文本片段
公式：re.sub（正则表达式，要替换成的字符串，原字符串）

删除固定位置内容

import re

content = 'Extra stings Hello 1234567 World_This is a Regex Demo Extra stings'

content = re.sub('\d+','',content)

print(content)

        #Extra stings Hello  World_This is a Regex Demo Extra stings

把固定位置上的内容替换

import re

content = 'Extra stings Hello 1234567 World_This is a Regex Demo Extra stings'

content = re.sub('\d+','Replacement',content)

print(content)

        #Extra stings Hello Replacement World_This is a Regex Demo Extra stings

在原有的基础上增加

import re

content = 'Extra stings Hello 1234567 World_This is a Regex Demo Extra stings'

content = re.sub('(\d+)',r'\1 45545',content)

print(content)

        #Extra stings Hello 1234567 45545 World_This is a Regex Demo Extra stings

练习

html = '''<div id="songs-list">

<h2 class="title">经典老歌</h2>

<p class="introduction">

    经典老歌列表

</p>

<ul id="list"class="list-group">

    <li data-view="2">一路上有你</li>

    <li data-view="7">

        <a href="/2.mp3"singer="任贤齐">沧海一声笑</a>

    </li>

    <li data-view="4"class="active">

        <a href="/3.mp3"singer="齐秦">往事随风</a>

    </li>

    <li data-view="6"><a href="/4.mp3"singer="begoud">光辉岁月</a></li>

    <li data-view="5"><a href="/5.mp3"singer="陈慧琳">记事本</a></li>

    <li data-view="5">

        <a href="/6.mp3"singer="邓丽君">但愿人长久</a>

    </li>

</ul>

</div>'''

html = re.sub('<a.*?>|</a>','',html)#把a标签替换掉

print(html)

练习题
• 1. 在关于 re.sub 的文本片段中，歌曲《往事随风》的 singer 属性值是什么？
• 2. 从关于 re.sub 的文本片段中摘录“#Extra stings Hello Replacement”与“content = re.sub('(\d+)',r'\1 45545',content)”之间的内容，首尾两处都包括在内。
• 3. 请从关于 re.sub 的文本片段最后一句之后接着往下写。

所给记录

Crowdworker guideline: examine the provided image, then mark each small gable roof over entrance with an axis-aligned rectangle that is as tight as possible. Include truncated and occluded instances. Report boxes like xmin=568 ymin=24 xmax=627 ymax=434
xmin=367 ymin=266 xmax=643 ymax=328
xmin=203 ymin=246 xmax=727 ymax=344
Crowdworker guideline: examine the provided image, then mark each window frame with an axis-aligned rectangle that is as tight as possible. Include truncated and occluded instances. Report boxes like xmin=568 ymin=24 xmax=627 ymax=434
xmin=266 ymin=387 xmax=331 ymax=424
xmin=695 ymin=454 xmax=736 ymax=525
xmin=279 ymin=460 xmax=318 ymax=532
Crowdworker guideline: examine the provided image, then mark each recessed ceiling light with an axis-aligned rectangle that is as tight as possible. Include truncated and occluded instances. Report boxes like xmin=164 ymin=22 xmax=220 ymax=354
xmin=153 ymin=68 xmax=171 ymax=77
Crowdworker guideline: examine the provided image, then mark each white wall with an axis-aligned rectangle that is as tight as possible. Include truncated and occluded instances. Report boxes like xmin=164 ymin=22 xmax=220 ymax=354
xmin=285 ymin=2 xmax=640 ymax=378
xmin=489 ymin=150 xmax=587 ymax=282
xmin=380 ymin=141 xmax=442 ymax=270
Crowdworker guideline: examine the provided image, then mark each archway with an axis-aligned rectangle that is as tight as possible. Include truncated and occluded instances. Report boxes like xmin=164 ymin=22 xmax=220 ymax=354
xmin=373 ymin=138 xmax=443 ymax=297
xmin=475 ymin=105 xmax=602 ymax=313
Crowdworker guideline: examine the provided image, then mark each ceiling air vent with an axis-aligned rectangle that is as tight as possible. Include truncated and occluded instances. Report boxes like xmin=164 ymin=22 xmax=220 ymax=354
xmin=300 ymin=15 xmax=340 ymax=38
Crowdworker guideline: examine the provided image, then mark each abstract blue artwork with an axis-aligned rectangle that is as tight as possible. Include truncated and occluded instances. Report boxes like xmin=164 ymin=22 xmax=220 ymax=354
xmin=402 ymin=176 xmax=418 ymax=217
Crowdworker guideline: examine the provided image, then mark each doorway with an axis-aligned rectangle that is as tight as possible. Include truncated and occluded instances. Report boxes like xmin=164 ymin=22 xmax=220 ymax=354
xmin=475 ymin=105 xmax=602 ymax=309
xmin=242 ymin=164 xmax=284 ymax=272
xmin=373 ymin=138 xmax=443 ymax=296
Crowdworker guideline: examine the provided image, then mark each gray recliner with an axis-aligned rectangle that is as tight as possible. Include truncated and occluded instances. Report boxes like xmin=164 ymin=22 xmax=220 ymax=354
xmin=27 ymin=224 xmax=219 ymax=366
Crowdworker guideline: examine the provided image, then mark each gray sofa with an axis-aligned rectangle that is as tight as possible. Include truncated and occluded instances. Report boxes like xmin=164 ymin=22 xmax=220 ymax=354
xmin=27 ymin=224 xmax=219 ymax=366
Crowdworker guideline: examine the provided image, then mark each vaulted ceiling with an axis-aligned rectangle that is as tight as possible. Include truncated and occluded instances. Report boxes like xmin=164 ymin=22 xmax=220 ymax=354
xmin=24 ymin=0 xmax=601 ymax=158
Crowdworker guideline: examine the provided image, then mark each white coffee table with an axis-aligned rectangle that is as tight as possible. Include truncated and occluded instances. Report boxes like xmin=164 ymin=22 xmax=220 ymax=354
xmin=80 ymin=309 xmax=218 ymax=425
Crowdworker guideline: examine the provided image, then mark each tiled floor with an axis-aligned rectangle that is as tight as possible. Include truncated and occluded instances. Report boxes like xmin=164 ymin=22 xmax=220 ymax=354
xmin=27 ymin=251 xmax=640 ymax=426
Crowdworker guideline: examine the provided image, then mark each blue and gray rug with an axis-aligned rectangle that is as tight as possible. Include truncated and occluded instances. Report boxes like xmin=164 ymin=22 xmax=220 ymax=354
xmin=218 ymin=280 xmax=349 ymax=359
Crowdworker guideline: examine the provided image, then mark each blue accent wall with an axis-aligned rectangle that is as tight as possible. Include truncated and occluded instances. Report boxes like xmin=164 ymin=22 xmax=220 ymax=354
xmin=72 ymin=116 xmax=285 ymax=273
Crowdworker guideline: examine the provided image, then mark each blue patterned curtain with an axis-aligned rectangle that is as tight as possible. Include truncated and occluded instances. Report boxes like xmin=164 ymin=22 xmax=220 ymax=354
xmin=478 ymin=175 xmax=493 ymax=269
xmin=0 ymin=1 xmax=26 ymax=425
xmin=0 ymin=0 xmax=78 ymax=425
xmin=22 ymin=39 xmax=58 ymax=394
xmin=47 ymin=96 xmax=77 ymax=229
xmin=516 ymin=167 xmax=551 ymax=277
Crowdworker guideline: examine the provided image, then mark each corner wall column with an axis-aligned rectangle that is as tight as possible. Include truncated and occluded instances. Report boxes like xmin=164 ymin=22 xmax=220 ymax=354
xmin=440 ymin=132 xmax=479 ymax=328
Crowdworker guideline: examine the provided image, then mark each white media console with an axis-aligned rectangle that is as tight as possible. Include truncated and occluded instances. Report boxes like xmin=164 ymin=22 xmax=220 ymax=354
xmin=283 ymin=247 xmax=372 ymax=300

练习答案
• 1. 齐秦

• 2.
#Extra stings Hello Replacement World_This is a Regex Demo Extra stings

在原有的基础上增加

import re

content = 'Extra stings Hello 1234567 World_This is a Regex Demo Extra stings'

content = re.sub('(\d+)',r'\1 45545',content)

• 3.
result = re.findall('<li.*?>(.*?)</li>',html,re.S)

print(result)

for result in result:

    print(result.strip())#去掉换行符

re.sub练习

<div id="songs-list">

<h2 class="title">经典老歌</h2>

<p class="introduction">

    经典老歌列表

</p>

<ul id="list"class="list-group">

    <li data-view="">一路上有你</li>

    <li data-view="">

        沧海一声笑

    </li>

    <li data-view=""class="active">

        往事随风

    </li>

    <li data-view="">光辉岁月</li>

    <li data-view="">记事本</li>

    <li data-view="">

        但愿人长久

    </li>

</ul>

</div>

['一路上有你', '\n        沧海一声笑\n    ', '\n        往事随风\n    ', '光辉岁月', '记事本', '\n        但愿人长久\n    ']

一路上有你

沧海一声笑

往事随风

光辉岁月

记事本

但愿人长久

获得的结果

re.compile（将正则字符串编译成正则表达式对象，以便于复用该匹配对象）

基本使用

content = '''hello 1234545 World_This

is a Regex Demo'''

pattern = re.compile('hello.*Demo',re.S)

result = re.match(pattern,content)

print(result)

        #<_sre.SRE_Match object; span=(0, 40), match='hello 1234545 World_This\nis a Regex Demo'>

result1 = re.match('hello.*Demo',content,re.S)

print(result1)

        #<_sre.SRE_Match object; span=(0, 40), match='hello 1234545 World_This\nis a Regex Demo'>

实战演练

实战内容：爬取豆瓣读书首页所有的图书的详情页连接，书名，作者，出版年内容。

一般方法：

import re

import requests

content = requests.get('https://book.douban.com/').text

#print(content)

pattern = re.compile('<li.*?"cover">.*?href="(.*?)" title="(.*?)".*?"more-meta".*?"author">(.*?)</span>.*?"year">(.*?)</span>.*?</li>',re.S)

result = re.findall(pattern,content)

print(result)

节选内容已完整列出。